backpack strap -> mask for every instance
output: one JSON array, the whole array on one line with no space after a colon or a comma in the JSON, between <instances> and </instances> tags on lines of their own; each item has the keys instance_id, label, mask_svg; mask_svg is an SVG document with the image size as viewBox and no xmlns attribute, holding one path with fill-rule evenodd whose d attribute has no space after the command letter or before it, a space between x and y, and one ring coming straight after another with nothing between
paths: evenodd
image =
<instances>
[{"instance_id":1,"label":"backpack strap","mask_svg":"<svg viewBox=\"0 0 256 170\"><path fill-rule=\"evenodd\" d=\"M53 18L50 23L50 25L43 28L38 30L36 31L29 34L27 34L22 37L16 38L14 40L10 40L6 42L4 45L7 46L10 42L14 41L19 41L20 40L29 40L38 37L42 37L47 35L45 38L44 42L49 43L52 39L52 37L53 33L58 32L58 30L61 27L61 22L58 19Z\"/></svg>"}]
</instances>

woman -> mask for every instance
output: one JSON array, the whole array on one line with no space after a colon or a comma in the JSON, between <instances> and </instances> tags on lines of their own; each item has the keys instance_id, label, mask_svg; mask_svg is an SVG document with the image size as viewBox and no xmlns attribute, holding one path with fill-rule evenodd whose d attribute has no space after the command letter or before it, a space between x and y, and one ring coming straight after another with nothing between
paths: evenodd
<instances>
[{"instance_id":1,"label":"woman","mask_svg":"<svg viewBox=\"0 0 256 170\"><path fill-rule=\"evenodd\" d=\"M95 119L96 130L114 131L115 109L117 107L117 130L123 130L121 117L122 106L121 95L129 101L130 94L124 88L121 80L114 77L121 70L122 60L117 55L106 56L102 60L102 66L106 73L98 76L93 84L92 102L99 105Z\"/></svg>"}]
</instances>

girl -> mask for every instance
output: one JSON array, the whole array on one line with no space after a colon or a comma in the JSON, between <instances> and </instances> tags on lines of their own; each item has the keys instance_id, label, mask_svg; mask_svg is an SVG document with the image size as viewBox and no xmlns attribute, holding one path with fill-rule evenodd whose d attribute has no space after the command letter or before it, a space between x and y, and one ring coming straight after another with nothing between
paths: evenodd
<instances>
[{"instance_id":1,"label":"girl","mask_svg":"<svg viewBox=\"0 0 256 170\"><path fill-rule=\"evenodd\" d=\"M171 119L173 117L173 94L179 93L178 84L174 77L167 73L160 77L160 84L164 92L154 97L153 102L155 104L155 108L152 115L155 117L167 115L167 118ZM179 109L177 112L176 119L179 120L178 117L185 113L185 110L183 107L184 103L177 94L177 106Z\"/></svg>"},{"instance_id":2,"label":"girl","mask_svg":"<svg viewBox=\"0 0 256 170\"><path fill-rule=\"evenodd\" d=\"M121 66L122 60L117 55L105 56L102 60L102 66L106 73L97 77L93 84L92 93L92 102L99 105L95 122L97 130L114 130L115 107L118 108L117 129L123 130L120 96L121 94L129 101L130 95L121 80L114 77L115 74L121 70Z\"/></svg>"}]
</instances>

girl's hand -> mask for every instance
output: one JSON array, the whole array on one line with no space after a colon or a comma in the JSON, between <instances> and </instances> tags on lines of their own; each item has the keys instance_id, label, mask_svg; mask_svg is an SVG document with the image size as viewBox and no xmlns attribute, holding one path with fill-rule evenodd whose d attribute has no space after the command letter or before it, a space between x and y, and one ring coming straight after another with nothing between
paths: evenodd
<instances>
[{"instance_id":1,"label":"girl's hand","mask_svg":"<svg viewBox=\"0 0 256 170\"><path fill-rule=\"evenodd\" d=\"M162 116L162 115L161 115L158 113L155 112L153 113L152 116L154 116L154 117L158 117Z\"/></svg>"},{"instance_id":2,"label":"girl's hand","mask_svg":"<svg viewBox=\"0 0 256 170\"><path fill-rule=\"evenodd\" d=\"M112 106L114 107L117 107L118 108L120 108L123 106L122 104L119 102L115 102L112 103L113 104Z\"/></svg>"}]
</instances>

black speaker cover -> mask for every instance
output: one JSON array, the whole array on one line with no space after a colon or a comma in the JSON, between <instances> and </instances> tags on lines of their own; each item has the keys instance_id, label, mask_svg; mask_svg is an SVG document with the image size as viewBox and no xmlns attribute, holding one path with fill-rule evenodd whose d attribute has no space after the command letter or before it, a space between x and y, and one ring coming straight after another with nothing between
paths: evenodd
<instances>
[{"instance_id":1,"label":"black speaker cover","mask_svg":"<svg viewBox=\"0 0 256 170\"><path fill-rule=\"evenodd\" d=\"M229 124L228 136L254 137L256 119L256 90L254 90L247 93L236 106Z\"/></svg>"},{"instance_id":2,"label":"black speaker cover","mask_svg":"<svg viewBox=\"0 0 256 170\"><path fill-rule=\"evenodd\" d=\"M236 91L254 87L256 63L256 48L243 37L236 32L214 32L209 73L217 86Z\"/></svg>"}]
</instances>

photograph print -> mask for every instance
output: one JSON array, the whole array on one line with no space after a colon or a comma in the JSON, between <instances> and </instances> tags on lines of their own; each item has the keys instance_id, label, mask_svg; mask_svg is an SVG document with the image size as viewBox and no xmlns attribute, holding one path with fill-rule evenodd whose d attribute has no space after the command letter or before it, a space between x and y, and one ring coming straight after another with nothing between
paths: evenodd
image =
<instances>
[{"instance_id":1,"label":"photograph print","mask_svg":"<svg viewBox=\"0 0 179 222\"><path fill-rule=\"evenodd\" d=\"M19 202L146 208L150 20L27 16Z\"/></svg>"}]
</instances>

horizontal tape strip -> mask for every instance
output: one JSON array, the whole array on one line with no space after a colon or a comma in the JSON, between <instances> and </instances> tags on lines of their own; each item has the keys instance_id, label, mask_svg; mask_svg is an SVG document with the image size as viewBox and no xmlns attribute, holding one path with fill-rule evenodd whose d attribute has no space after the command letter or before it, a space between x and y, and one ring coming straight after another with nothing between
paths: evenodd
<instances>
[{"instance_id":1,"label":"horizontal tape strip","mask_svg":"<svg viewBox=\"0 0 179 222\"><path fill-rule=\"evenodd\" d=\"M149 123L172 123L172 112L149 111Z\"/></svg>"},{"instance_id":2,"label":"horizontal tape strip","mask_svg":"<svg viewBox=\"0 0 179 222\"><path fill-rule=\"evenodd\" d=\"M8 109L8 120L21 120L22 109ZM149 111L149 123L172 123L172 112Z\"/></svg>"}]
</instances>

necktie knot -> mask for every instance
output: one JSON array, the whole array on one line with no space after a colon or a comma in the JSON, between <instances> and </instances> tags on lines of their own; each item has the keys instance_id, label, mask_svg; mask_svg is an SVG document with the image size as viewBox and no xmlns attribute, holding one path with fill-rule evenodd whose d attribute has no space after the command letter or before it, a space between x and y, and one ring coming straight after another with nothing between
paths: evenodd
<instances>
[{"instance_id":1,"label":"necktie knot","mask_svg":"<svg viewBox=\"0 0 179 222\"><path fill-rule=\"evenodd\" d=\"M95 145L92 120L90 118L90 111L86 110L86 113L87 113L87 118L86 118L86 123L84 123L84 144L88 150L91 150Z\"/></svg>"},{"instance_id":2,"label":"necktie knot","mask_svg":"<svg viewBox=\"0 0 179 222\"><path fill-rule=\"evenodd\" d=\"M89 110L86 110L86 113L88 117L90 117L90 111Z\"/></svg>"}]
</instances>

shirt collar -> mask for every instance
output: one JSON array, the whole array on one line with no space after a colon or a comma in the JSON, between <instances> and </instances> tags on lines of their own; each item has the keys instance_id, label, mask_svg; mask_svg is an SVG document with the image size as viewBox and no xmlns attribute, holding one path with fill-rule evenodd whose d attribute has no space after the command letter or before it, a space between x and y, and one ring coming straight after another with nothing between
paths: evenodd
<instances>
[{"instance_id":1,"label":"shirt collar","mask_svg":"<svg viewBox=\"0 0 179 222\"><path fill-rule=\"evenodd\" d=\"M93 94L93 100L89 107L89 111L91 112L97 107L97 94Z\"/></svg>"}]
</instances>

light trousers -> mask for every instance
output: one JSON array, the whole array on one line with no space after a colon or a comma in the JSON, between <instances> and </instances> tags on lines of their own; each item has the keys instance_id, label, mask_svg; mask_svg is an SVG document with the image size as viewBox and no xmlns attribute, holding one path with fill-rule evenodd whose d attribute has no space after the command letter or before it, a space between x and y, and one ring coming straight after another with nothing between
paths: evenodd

◆ ◆ ◆ ◆ ◆

_Instruction_.
Lay out the records as a JSON list of strings, one string per line with blank lines left out, from the line with "light trousers -> mask for every instance" up to and including the last line of the records.

_The result_.
[
  "light trousers -> mask for every instance",
  "output: one JSON array, the whole array on one line with no space after a colon or a comma in the JSON, between <instances> and </instances> tags on lines of their own; each item has the keys instance_id, label, mask_svg; mask_svg is an SVG document with the image size as viewBox and no xmlns attribute, holding one path with fill-rule evenodd whose d attribute has no space after the command letter or before it, a space between x and y, and one ring coming straight after another with nothing between",
  "paths: evenodd"
]